_Request_:
Rewrite every line of the material, replacing "marker" with "pin" and leaving everything else unchanged. Leave out the pictures.

_Records for the task_:

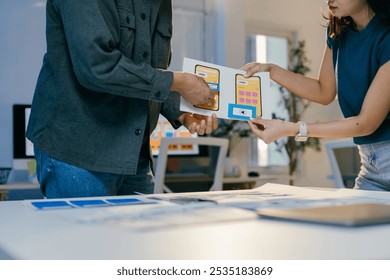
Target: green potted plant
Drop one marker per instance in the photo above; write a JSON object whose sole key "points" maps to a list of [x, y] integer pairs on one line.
{"points": [[295, 107]]}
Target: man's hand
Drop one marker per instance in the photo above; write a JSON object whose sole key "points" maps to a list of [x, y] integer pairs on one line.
{"points": [[192, 88], [198, 123]]}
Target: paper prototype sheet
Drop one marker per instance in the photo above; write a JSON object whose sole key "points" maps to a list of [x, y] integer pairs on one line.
{"points": [[236, 97]]}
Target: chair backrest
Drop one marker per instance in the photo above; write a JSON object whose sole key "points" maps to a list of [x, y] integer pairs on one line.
{"points": [[348, 160], [162, 159]]}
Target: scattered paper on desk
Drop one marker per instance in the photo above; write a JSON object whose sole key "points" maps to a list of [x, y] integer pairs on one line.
{"points": [[236, 97], [83, 203]]}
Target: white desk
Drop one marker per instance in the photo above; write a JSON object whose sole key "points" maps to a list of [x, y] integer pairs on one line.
{"points": [[27, 233]]}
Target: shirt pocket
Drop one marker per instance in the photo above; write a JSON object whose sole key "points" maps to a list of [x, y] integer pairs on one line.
{"points": [[127, 24], [164, 38]]}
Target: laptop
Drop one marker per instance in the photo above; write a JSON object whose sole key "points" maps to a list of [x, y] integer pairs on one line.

_Reply to the exercise_:
Target: green potted plant
Drop one pin per instance in the photo above; write a JSON object whose sole key "points" maps to a list of [x, y] integer pairs on one line.
{"points": [[295, 107]]}
Target: man's hand
Drop one pin per instance in the photo above; write a JSON object whose sole key "points" maps to a list of [x, y] integer pairs on one line.
{"points": [[192, 88], [198, 123]]}
Target: paper prototype sheet
Drop one pin per instance in the photo above; write a JSON object whose sole key "points" maps to a list of [x, y] integer pairs on one line.
{"points": [[236, 97]]}
Target: chair backrest
Drop one pin per instance in the photo above; write a JSON object whose sole key "points" maps to a list of [x, y] integer pairs on one line.
{"points": [[348, 160], [162, 159]]}
Target: scattered paper on desk
Drop one pin per instance in the photo above; write a JSON object whose sole key "points" maps to a list of [x, y] integer pairs on one line.
{"points": [[236, 97], [83, 203]]}
Target: white desk
Drop one pin per instance in the photo above; write a JSON object whose sole key "points" maps to a list of [x, y] integer pairs on one line.
{"points": [[27, 233]]}
Target: shirt pocket
Drop one pin per instance in the photo above; write a JSON object whose sole key "points" maps to a list of [x, y] integer pairs on one line.
{"points": [[127, 24], [164, 38]]}
Target: laptop
Drop one pin per instance in the photo above; write a JSON object whose sole key "points" maps to a list of [x, y] integer pairs on one line.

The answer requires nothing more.